▶ _Problem details_
Please transcribe exactly the lines from the one containing "hazy sky as a single point per instance." through the end of the records below, both included, and nothing else.

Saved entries
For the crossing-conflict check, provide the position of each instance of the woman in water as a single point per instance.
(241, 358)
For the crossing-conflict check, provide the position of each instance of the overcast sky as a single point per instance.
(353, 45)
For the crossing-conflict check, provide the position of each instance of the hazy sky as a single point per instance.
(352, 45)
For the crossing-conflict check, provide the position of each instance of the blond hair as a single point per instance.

▶ _Answer section_
For the crossing-conflict check, provide the position of each instance of the hazy sky as a single point per instance.
(352, 45)
For the crossing-conflict check, provide the position of each instance of the blond hair as a single point per instance.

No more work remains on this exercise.